Stored dataset items:
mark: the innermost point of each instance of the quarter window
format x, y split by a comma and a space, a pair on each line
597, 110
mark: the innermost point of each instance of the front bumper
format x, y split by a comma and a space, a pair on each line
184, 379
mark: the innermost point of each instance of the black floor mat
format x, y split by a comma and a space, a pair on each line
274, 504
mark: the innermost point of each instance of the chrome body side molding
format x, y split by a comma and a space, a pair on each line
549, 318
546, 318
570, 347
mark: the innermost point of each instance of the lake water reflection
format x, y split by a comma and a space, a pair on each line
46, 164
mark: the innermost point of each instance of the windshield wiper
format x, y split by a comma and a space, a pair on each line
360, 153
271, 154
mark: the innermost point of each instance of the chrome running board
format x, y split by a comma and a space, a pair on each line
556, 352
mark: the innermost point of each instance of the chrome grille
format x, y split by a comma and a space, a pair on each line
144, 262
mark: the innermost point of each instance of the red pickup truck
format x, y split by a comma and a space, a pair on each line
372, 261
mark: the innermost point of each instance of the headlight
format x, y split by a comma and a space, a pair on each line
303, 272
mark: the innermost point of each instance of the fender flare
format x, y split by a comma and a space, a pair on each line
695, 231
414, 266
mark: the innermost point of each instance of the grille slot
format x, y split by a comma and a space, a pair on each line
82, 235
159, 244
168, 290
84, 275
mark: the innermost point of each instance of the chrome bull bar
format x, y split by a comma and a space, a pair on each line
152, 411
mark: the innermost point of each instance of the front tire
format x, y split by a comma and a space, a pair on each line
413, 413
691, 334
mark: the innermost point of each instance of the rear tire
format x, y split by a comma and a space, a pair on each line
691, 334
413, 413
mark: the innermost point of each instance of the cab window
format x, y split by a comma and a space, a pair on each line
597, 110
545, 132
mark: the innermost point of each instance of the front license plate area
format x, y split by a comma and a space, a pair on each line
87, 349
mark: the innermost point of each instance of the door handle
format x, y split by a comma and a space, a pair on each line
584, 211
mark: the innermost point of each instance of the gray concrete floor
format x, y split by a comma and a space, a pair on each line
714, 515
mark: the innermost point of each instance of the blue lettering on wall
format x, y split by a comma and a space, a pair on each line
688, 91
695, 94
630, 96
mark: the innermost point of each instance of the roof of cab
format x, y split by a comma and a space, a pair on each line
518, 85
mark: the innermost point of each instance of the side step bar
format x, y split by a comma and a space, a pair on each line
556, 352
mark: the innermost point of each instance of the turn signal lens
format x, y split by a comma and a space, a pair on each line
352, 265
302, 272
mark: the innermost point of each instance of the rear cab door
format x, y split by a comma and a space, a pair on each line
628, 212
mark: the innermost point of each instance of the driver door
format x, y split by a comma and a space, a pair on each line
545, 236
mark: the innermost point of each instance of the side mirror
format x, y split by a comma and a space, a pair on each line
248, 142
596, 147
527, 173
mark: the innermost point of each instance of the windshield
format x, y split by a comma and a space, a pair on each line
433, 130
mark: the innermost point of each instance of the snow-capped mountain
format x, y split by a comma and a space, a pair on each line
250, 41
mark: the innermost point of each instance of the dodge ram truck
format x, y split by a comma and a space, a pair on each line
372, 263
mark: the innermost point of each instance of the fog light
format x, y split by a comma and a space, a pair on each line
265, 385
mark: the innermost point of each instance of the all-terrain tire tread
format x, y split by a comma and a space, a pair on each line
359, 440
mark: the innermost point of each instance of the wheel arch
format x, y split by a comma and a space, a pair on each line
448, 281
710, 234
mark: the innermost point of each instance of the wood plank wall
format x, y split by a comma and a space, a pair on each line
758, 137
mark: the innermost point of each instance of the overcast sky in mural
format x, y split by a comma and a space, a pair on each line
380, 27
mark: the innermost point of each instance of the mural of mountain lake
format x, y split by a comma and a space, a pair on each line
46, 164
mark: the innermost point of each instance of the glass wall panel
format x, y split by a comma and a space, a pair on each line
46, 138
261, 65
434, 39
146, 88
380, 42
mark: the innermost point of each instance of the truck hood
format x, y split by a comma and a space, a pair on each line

[Given instruction]
Transfer the part of the material that opens with the line containing "mark: the innermost point of each instance of the wheel" and closes with the final line of the material, both included, keeping the requests. Add 69 to every coordinate in the answers.

[Result below]
mark: the innermost point of each instance of the wheel arch
format x, y split by a comma and a space, a pair on each line
517, 350
779, 303
mark: the innermost point of each instance of the wood plank wall
format x, y split by a comma and a space, a pair on each line
827, 206
mark: the innermost point of each instance of the overcast sky in mural
format x, y split by a comma and a space, a pair on each line
449, 96
mark: the innermost point of each instance of the mural of mountain lake
format x, y split by a comma and a space, a pair on each line
115, 233
mark: the innermost point of each instance of the glass wall panel
format x, y split by a comma and a space, a pair on each line
115, 207
330, 134
503, 108
215, 157
449, 111
mark: the innermost point of each instance of the truck hood
format x, y split by a comma and a space, a pair on each line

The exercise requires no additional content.